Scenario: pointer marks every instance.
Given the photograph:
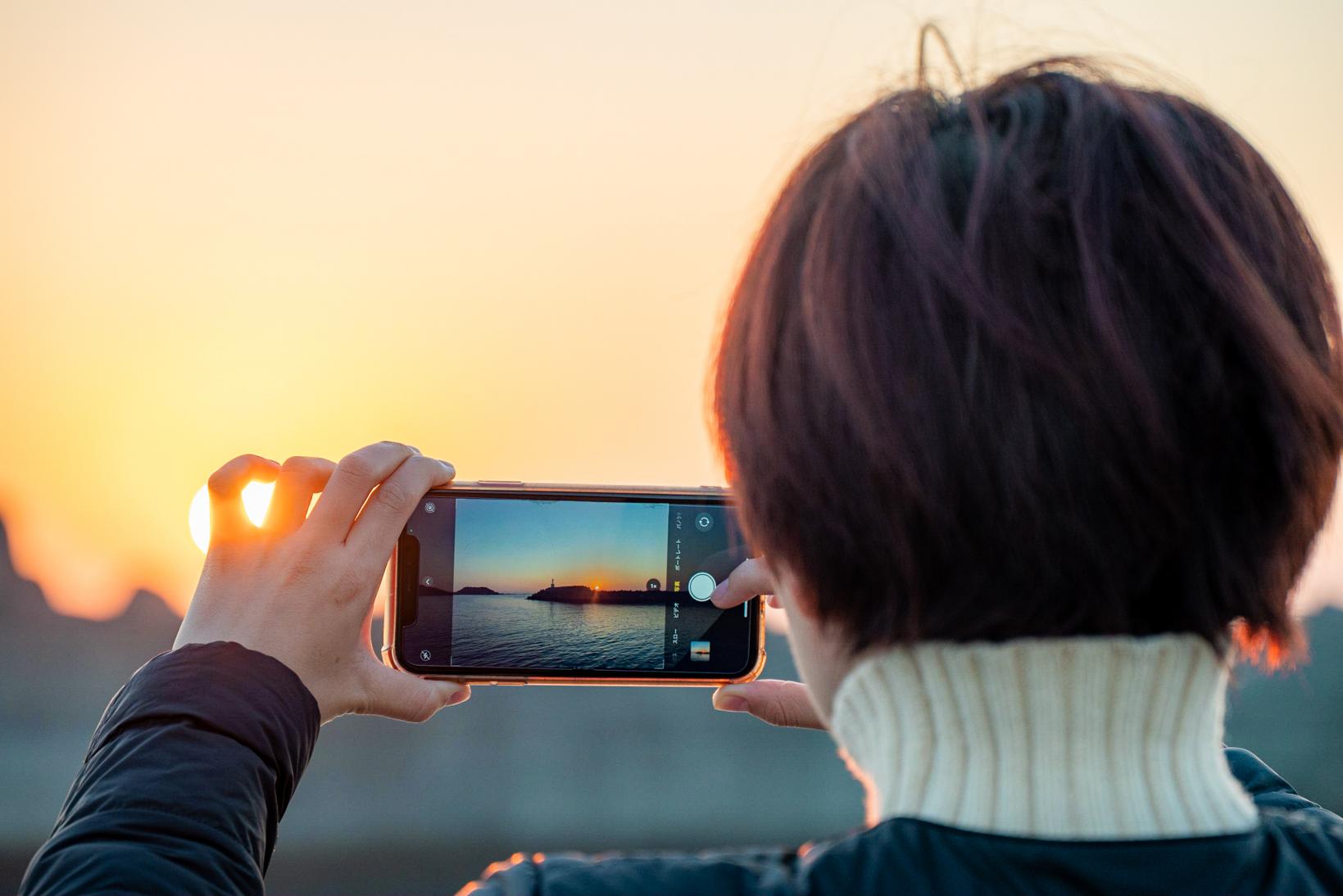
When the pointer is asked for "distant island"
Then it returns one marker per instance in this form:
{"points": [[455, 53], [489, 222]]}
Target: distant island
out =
{"points": [[583, 594]]}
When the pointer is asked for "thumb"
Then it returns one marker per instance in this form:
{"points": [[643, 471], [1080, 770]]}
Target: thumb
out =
{"points": [[399, 695], [781, 703]]}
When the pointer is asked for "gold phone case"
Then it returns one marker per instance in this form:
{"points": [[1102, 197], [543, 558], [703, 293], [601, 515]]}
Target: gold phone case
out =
{"points": [[532, 489]]}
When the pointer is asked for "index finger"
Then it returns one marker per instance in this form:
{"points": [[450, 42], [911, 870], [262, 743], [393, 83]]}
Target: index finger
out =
{"points": [[384, 516], [754, 577]]}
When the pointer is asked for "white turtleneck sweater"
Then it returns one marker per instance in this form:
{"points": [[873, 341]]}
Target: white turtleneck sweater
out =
{"points": [[1099, 738]]}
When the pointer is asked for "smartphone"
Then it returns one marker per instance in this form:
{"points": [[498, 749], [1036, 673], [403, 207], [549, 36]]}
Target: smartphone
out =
{"points": [[516, 583]]}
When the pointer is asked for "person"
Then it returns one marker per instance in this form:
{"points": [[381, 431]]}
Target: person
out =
{"points": [[1033, 402]]}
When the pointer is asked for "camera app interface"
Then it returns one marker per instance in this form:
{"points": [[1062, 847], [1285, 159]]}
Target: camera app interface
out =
{"points": [[565, 585]]}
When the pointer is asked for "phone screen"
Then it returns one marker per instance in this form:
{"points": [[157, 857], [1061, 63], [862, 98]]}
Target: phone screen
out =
{"points": [[573, 586]]}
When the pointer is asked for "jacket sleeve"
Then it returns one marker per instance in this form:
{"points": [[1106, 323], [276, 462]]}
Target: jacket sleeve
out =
{"points": [[1265, 786], [771, 872], [186, 780]]}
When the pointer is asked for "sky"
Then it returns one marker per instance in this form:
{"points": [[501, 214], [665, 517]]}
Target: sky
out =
{"points": [[517, 547], [502, 233]]}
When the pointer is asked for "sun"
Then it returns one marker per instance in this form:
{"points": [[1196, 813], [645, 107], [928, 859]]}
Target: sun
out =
{"points": [[256, 500]]}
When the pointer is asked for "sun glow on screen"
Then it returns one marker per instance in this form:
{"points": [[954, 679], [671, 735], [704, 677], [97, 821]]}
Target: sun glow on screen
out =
{"points": [[256, 500]]}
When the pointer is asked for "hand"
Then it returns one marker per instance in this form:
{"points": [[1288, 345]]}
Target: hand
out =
{"points": [[301, 590], [779, 703]]}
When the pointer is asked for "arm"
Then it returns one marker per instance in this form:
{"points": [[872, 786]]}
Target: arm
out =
{"points": [[186, 780]]}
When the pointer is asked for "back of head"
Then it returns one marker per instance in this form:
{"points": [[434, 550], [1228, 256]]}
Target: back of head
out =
{"points": [[1053, 356]]}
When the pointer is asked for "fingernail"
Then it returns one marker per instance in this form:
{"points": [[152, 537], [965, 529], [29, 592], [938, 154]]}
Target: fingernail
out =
{"points": [[729, 703]]}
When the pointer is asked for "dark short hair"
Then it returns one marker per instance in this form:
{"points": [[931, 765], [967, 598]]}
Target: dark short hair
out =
{"points": [[1053, 356]]}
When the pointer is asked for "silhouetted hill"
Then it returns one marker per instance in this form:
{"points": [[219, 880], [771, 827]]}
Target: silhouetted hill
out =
{"points": [[583, 594], [392, 808]]}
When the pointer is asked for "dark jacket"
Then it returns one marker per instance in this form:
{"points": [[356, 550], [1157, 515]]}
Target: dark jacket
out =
{"points": [[197, 758]]}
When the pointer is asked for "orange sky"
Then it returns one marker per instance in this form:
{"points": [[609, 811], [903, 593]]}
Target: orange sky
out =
{"points": [[500, 231]]}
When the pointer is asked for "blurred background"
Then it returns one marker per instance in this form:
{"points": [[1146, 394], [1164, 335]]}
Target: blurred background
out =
{"points": [[502, 233]]}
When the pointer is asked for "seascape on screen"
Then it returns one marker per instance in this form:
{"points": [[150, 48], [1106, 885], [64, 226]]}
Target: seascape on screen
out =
{"points": [[542, 585], [512, 631]]}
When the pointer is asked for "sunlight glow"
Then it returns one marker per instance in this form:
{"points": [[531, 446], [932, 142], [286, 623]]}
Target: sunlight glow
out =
{"points": [[256, 500]]}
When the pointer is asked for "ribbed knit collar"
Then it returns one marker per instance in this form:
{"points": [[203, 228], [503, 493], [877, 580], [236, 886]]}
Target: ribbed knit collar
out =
{"points": [[1101, 738]]}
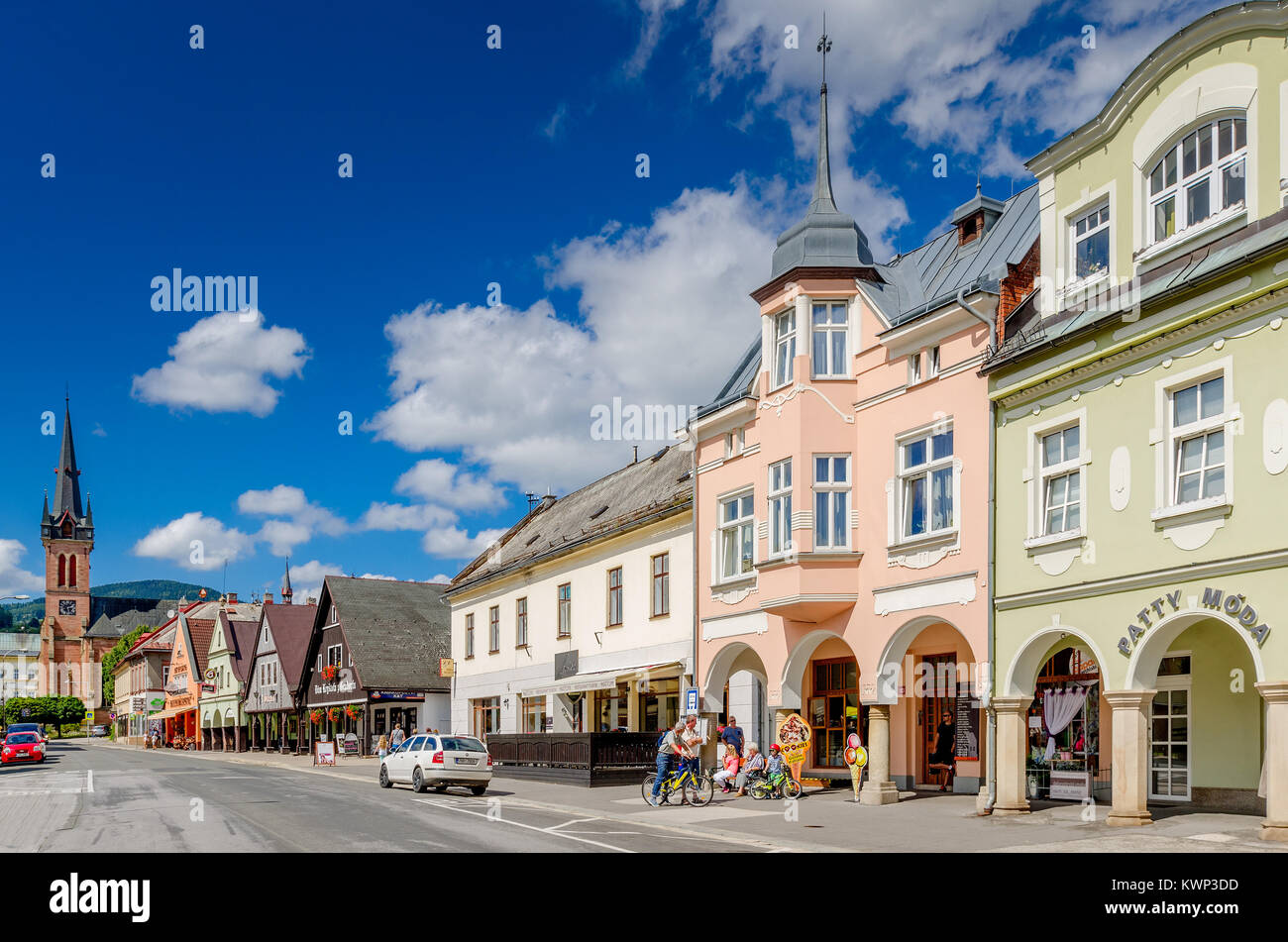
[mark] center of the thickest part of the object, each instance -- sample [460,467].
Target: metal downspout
[991,735]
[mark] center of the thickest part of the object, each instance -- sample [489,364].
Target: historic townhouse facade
[842,484]
[1141,422]
[580,619]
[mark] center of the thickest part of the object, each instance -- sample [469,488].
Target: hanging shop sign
[1233,605]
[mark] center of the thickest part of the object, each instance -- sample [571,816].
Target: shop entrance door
[940,697]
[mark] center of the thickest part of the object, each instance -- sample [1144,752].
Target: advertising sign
[794,735]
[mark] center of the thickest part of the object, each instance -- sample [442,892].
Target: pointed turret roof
[67,488]
[825,237]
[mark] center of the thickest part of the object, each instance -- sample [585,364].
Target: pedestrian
[732,736]
[754,765]
[670,748]
[730,770]
[945,741]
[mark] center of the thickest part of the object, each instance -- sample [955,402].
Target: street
[93,796]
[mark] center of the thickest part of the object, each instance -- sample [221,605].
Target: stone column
[1131,757]
[879,789]
[1013,749]
[1275,693]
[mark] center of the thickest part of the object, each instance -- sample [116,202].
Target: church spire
[67,486]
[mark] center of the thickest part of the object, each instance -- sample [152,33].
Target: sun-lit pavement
[94,795]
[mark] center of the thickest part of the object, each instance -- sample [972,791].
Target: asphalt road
[91,796]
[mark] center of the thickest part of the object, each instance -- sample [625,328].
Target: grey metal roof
[923,279]
[825,237]
[397,631]
[660,484]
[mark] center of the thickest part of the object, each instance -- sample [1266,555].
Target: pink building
[842,488]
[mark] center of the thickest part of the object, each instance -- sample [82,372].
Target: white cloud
[454,543]
[215,543]
[443,482]
[223,364]
[664,314]
[13,579]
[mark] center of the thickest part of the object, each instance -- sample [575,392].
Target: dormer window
[1201,175]
[785,347]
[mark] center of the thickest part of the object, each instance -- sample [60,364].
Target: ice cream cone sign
[794,735]
[855,757]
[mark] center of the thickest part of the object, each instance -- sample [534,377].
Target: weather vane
[824,46]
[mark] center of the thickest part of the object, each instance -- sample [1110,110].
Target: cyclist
[670,749]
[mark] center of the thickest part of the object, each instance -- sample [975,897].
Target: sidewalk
[833,821]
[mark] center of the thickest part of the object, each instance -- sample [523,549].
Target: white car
[430,761]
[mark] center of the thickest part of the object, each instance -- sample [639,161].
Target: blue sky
[472,167]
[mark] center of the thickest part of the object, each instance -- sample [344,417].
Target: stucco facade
[1157,418]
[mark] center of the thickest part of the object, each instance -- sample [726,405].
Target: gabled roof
[652,486]
[397,631]
[291,627]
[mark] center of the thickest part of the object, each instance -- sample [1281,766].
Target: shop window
[833,709]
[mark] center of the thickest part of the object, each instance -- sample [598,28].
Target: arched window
[1198,176]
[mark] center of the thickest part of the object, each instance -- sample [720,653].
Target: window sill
[923,542]
[1055,540]
[1184,241]
[1193,511]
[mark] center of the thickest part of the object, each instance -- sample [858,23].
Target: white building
[580,619]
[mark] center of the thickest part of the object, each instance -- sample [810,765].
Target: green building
[1141,444]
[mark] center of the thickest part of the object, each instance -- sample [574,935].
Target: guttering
[991,735]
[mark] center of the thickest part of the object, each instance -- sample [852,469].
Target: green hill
[18,616]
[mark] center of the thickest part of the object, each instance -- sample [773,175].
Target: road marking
[519,824]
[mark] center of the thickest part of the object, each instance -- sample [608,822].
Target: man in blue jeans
[669,751]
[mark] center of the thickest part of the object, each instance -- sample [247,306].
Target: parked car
[39,728]
[436,762]
[22,747]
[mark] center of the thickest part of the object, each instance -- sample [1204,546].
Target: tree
[112,658]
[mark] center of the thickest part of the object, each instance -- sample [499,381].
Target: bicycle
[694,789]
[777,785]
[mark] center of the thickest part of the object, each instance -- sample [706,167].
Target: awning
[589,682]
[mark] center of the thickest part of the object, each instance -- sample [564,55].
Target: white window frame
[784,368]
[780,515]
[833,490]
[828,331]
[1212,174]
[1166,438]
[737,525]
[925,471]
[1099,219]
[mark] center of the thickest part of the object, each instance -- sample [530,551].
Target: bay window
[737,536]
[781,507]
[831,501]
[926,484]
[1201,175]
[785,347]
[829,331]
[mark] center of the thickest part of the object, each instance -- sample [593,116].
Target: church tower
[67,534]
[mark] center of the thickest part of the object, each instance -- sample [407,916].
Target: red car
[22,747]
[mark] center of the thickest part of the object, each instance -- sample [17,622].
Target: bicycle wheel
[698,791]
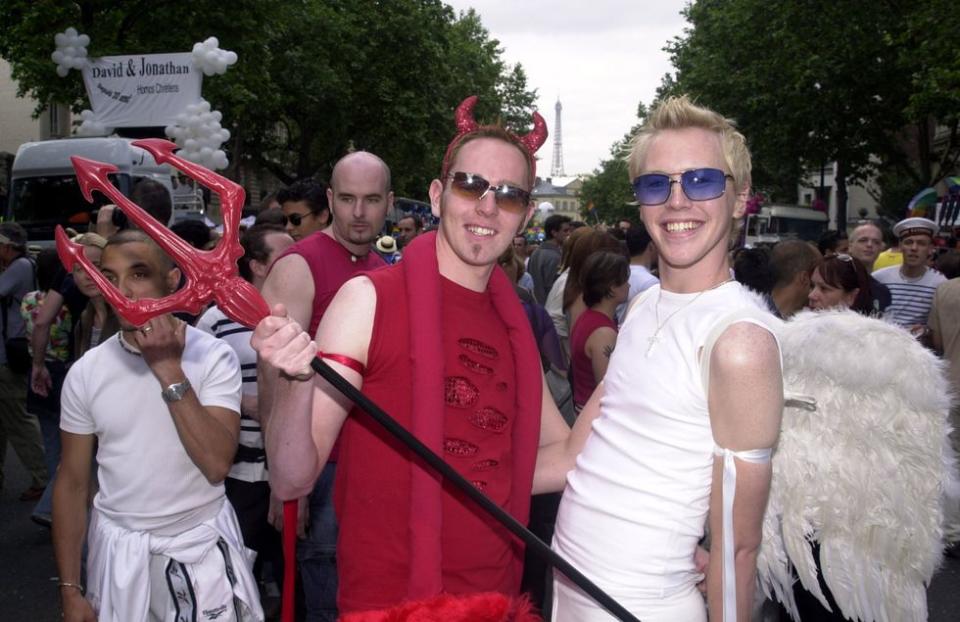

● **EXERCISE PROMPT**: Lines with the word "dark" in them are the answer; report each one from the data.

● **SOLUTION FOR THIS TASK**:
When the pointer is asked for "dark short hair"
Target: dark short hair
When the pointer is asked for "dark jacket"
Target: dark jacket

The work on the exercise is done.